■ Sección de texto ■
La libertad es el himno de batalla preferido por apologistas y extremistas del capitalismo neoliberal, bautizados estos últimos como «Libertarios». Su lucha política sólo tiene un horizonte y es el libre albedrío en todo su esplendor. Su máxima es la posibilidad de poder hacer con su vida tan solo aquello que sus deseos les comanden realizar. Y ahí, el enemigo acérrimo es el Estado, ese «Leviatán» dominando y oprimiendo los espíritus. El problema irresoluble de tal premisa es obvio: vivimos en sociedad por obligación y, de ahí que, la libertad individual sea una coartada por definición.
Ahora, y entrando en fuerte contradicción frente a sus mismos postulados, los deseos de lucha de los modernos batallantes por la libertad se esfuman por completo cuando las tensiones se desatan en el lugar de trabajo. Para ellos, cualquier forma de gobierno es una dictadura política; pero las imposiciones del capital, las difíciles condiciones sufridas por la gran mayoría de ciudadanos del mundo como empleados, en sus lugares de trabajo, donde más tiempo al día pasan, son desde ignoradas (en el mejor caso) hasta bienvenidas (en el más preocupante de ellos) incluso celebradas (en el más aterrador).

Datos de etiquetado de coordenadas
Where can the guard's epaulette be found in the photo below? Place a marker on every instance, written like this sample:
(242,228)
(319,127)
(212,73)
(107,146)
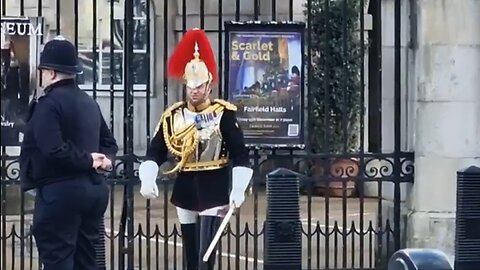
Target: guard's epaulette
(226,104)
(170,109)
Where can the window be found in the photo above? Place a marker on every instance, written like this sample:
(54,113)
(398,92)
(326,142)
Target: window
(108,64)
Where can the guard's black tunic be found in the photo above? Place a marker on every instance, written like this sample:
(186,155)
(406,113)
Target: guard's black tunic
(201,190)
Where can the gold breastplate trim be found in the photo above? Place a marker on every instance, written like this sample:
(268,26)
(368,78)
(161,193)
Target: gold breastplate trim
(183,142)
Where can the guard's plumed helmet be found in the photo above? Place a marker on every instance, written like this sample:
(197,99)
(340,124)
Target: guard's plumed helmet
(193,60)
(60,54)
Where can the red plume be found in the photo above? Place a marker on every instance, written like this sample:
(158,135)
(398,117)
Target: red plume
(183,54)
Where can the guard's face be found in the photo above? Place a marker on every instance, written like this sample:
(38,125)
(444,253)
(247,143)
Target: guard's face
(198,94)
(48,76)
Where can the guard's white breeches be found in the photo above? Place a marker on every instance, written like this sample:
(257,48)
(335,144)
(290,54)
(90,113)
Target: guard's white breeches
(188,216)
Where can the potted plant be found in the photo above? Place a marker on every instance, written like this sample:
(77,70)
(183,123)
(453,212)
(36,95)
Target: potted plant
(335,91)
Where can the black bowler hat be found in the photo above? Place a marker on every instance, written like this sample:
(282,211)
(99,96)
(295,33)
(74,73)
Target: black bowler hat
(60,55)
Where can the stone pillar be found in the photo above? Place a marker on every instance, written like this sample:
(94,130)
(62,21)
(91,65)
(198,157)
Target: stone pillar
(447,132)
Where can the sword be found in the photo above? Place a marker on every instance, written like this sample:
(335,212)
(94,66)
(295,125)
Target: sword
(219,232)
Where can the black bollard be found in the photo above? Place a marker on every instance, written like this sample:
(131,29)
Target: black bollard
(467,228)
(283,229)
(419,259)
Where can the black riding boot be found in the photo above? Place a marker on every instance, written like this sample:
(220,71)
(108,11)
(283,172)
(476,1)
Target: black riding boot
(190,246)
(208,227)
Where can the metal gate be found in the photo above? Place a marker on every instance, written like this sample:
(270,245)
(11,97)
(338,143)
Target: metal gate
(351,192)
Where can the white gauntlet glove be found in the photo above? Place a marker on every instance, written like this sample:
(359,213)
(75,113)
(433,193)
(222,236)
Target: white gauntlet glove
(241,177)
(147,173)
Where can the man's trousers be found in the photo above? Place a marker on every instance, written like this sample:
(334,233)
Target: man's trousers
(66,223)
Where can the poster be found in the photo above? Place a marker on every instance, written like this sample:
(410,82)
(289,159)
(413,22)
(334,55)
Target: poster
(264,79)
(19,53)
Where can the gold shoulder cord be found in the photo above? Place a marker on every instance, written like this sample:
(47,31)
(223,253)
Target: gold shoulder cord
(183,143)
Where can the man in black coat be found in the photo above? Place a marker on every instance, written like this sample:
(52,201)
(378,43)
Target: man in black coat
(205,138)
(66,145)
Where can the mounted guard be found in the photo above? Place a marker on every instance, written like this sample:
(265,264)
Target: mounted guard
(203,136)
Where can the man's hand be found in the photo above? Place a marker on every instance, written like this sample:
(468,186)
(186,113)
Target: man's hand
(106,165)
(147,172)
(97,160)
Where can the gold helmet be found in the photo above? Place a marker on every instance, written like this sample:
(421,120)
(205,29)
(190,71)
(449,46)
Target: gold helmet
(193,60)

■ Ejercicio escrito ■
¿Puedes transcribir del texto sobre la libertad y el capitalismo neoliberal el fragmento que empieza con «Ahora, y entrando» y sigue hasta «el más aterrador).»?

■ Respuesta escrita ■
Ahora, y entrando en fuerte contradicción frente a sus mismos postulados, los deseos de lucha de los modernos batallantes por la libertad se esfuman por completo cuando las tensiones se desatan en el lugar de trabajo. Para ellos, cualquier forma de gobierno es una dictadura política; pero las imposiciones del capital, las difíciles condiciones sufridas por la gran mayoría de ciudadanos del mundo como empleados, en sus lugares de trabajo, donde más tiempo al día pasan, son desde ignoradas (en el mejor caso) hasta bienvenidas (en el más preocupante de ellos) incluso celebradas (en el más aterrador).